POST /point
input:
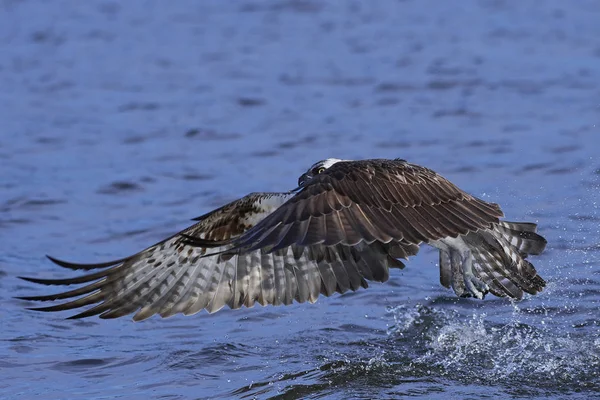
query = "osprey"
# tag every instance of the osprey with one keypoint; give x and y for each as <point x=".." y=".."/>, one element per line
<point x="348" y="222"/>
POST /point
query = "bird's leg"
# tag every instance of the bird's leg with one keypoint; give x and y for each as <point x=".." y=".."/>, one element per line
<point x="458" y="281"/>
<point x="476" y="286"/>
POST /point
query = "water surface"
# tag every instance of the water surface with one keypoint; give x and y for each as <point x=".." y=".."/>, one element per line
<point x="121" y="121"/>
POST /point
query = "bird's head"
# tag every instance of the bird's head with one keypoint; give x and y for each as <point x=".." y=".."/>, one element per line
<point x="316" y="169"/>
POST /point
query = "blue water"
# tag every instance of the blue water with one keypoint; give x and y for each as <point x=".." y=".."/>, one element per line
<point x="120" y="121"/>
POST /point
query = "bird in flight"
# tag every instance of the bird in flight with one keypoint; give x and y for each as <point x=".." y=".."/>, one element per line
<point x="348" y="222"/>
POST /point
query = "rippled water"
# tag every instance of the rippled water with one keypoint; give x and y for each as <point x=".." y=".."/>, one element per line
<point x="120" y="121"/>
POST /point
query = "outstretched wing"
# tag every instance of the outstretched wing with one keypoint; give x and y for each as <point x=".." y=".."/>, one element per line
<point x="370" y="201"/>
<point x="173" y="276"/>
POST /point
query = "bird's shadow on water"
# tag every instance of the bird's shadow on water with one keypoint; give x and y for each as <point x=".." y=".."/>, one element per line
<point x="433" y="349"/>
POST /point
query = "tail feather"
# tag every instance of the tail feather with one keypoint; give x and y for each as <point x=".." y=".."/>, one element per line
<point x="523" y="237"/>
<point x="499" y="258"/>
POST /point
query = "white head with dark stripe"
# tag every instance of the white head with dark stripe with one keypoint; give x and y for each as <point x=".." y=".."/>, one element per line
<point x="316" y="169"/>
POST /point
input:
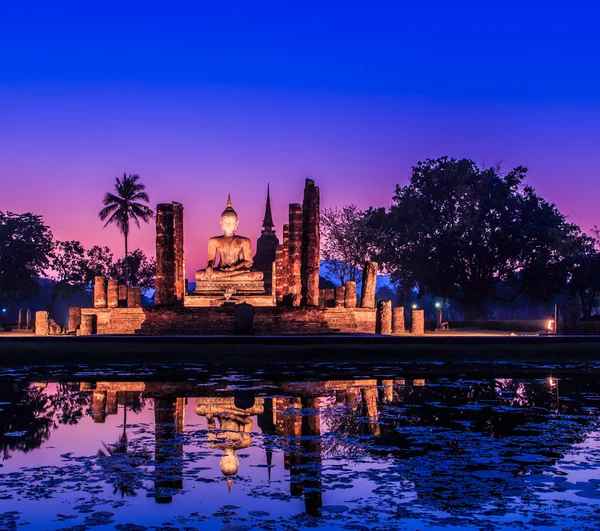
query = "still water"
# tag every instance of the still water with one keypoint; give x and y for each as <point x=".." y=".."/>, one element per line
<point x="346" y="446"/>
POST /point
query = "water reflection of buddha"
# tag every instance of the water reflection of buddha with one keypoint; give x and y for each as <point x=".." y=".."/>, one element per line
<point x="234" y="430"/>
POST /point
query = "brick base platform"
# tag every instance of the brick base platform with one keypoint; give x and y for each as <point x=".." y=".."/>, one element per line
<point x="220" y="320"/>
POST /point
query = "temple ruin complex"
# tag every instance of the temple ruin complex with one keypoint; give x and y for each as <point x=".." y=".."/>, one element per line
<point x="276" y="291"/>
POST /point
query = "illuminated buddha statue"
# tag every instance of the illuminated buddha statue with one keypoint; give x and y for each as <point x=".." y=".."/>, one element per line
<point x="235" y="253"/>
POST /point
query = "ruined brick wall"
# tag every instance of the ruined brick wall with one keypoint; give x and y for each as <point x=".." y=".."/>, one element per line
<point x="220" y="320"/>
<point x="165" y="255"/>
<point x="294" y="265"/>
<point x="178" y="262"/>
<point x="311" y="244"/>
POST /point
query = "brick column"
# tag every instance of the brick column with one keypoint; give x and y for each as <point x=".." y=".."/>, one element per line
<point x="74" y="318"/>
<point x="179" y="264"/>
<point x="130" y="297"/>
<point x="88" y="325"/>
<point x="311" y="244"/>
<point x="417" y="322"/>
<point x="42" y="323"/>
<point x="350" y="295"/>
<point x="112" y="293"/>
<point x="295" y="254"/>
<point x="369" y="285"/>
<point x="384" y="318"/>
<point x="340" y="296"/>
<point x="99" y="406"/>
<point x="279" y="276"/>
<point x="165" y="255"/>
<point x="99" y="292"/>
<point x="122" y="291"/>
<point x="398" y="320"/>
<point x="138" y="297"/>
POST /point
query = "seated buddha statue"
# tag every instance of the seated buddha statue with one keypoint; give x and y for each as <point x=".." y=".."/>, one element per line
<point x="235" y="253"/>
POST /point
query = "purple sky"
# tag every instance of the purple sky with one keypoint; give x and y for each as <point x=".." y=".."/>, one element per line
<point x="205" y="104"/>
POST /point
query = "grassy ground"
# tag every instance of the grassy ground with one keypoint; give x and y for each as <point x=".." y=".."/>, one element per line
<point x="243" y="350"/>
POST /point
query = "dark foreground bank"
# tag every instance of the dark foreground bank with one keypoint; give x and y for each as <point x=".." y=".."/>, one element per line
<point x="250" y="350"/>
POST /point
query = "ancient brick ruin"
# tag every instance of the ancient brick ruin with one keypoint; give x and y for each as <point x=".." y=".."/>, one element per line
<point x="289" y="303"/>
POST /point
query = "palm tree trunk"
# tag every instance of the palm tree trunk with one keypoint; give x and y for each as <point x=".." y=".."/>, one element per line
<point x="127" y="277"/>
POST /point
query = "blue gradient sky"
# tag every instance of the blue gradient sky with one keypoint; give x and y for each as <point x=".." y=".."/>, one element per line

## Aim of the task
Drop every picture, then write out the remaining entries above exactly as they appear.

## Task output
POST /point
input:
query = "osprey"
# tag every instance of the osprey with one keypoint; give x and y for each as <point x=".." y=".."/>, one element per line
<point x="348" y="222"/>
POST /point
query = "bird's leg"
# tag every instance of the bird's leg with one keypoint; give x and y for each as <point x=".." y=".."/>, one element per line
<point x="458" y="281"/>
<point x="476" y="286"/>
POST /point
query = "water surface"
# tag every instance of the water surface with one keypoint; give x and y for each as <point x=".." y=".."/>, one element per line
<point x="121" y="121"/>
POST /point
query = "bird's head"
# tag every instance of the bird's head with one keypoint; give x and y for each as <point x=".." y=".."/>, one element per line
<point x="316" y="169"/>
POST /point
query = "blue water"
# tag every instance of the blue water with one keypoint; give x and y for each as <point x=".." y=".."/>, one element per line
<point x="120" y="121"/>
POST /point
query = "bird in flight"
# tag every instance of the bird in flight with one keypoint; give x and y for each as <point x=".." y=".."/>, one element per line
<point x="348" y="222"/>
POST /point
query = "rippled water"
# tag every instance of the rippled water with one keypoint; give x and y for each as <point x=".." y=".."/>, one element per line
<point x="120" y="121"/>
POST /point
query = "outstretched wing"
# tag every instance of the outstretched wing with one keypoint; give x and y for each as <point x=".." y=".."/>, one element per line
<point x="370" y="201"/>
<point x="173" y="276"/>
POST /point
query = "bird's shadow on water"
# tag every instance of the bird's shadow on water with one keypoint; give x and y for each as <point x=".." y=".."/>, one element per line
<point x="433" y="349"/>
POST /point
query = "tail feather"
# tag every instance of the tail feather with one keypoint; give x and y for each as <point x=".." y=".."/>, one element per line
<point x="523" y="237"/>
<point x="499" y="258"/>
POST /point
query = "white head with dark stripe"
# tag every instance of the white head with dark stripe with one keypoint; give x and y for each as <point x=".." y=".."/>, one element per line
<point x="316" y="169"/>
POST /point
input:
query = "still water"
# tag every instance of the still water with one keypoint; give x and y for each as <point x=".." y=".."/>, one element per line
<point x="346" y="446"/>
POST /point
query = "water reflection of buddha"
# tag every instance of the water reflection of buddha with one keypoint; give x and y for each as <point x=".." y=".."/>, one element per line
<point x="234" y="430"/>
POST /point
query = "brick base platform"
# tag every instance of the brick base platform with one keypoint; give x and y for each as <point x=".." y=".."/>, one element per line
<point x="220" y="320"/>
POST /point
query = "temple ruin complex"
# tag every instance of the temple ruin complex with one keypoint; give x and y for each as <point x=".." y=".."/>, one element per line
<point x="276" y="291"/>
POST /point
query = "illuminated buddha statue"
# tag every instance of the illuminated buddha statue with one keypoint; give x and y for each as <point x=".." y=".."/>, one element per line
<point x="235" y="253"/>
POST /point
query = "ruined brick wall"
# tag every instance of the ruined brick wall with one keypoint; give x and y for each as <point x=".." y=".."/>, one element per line
<point x="220" y="320"/>
<point x="165" y="255"/>
<point x="294" y="265"/>
<point x="178" y="262"/>
<point x="311" y="244"/>
POST /point
query = "brick column"
# tag every instance of the brick column with one keypoint; give x and y for each as <point x=".." y=".."/>, one element per line
<point x="74" y="318"/>
<point x="179" y="264"/>
<point x="130" y="297"/>
<point x="88" y="325"/>
<point x="311" y="244"/>
<point x="417" y="322"/>
<point x="42" y="323"/>
<point x="350" y="295"/>
<point x="112" y="293"/>
<point x="295" y="254"/>
<point x="369" y="285"/>
<point x="384" y="318"/>
<point x="340" y="296"/>
<point x="99" y="406"/>
<point x="279" y="276"/>
<point x="165" y="255"/>
<point x="99" y="292"/>
<point x="122" y="291"/>
<point x="398" y="320"/>
<point x="138" y="297"/>
POST /point
query = "seated buddha statue"
# tag every instance of the seated buddha statue with one keypoint; give x and y for each as <point x=".." y=".."/>, one element per line
<point x="235" y="253"/>
POST /point
query = "purple sky"
# tag every instance of the purple sky with one keypoint; give x and y for each as <point x=".." y=".."/>, one element per line
<point x="205" y="104"/>
POST /point
query = "grassy ground"
# tag every instance of the grassy ground with one keypoint; give x and y for each as <point x=".." y=".."/>, one element per line
<point x="243" y="350"/>
POST /point
query = "dark foreground bank"
# tag every instance of the dark foreground bank with one keypoint; give x and y for each as <point x=".." y=".."/>, one element per line
<point x="250" y="350"/>
POST /point
query = "ancient brick ruin"
# tag every instance of the ancient brick ruin with one keypoint; give x and y for each as <point x=".." y=".."/>, one element per line
<point x="289" y="303"/>
POST /point
query = "palm tree trunk"
# tag every instance of the palm tree trunk with one keypoint; give x and y for each as <point x=".." y=".."/>, one element per line
<point x="127" y="277"/>
POST /point
query = "blue gradient sky"
# tag every instance of the blue gradient sky with one keypoint; give x and y for each as <point x=".." y=".."/>, one element per line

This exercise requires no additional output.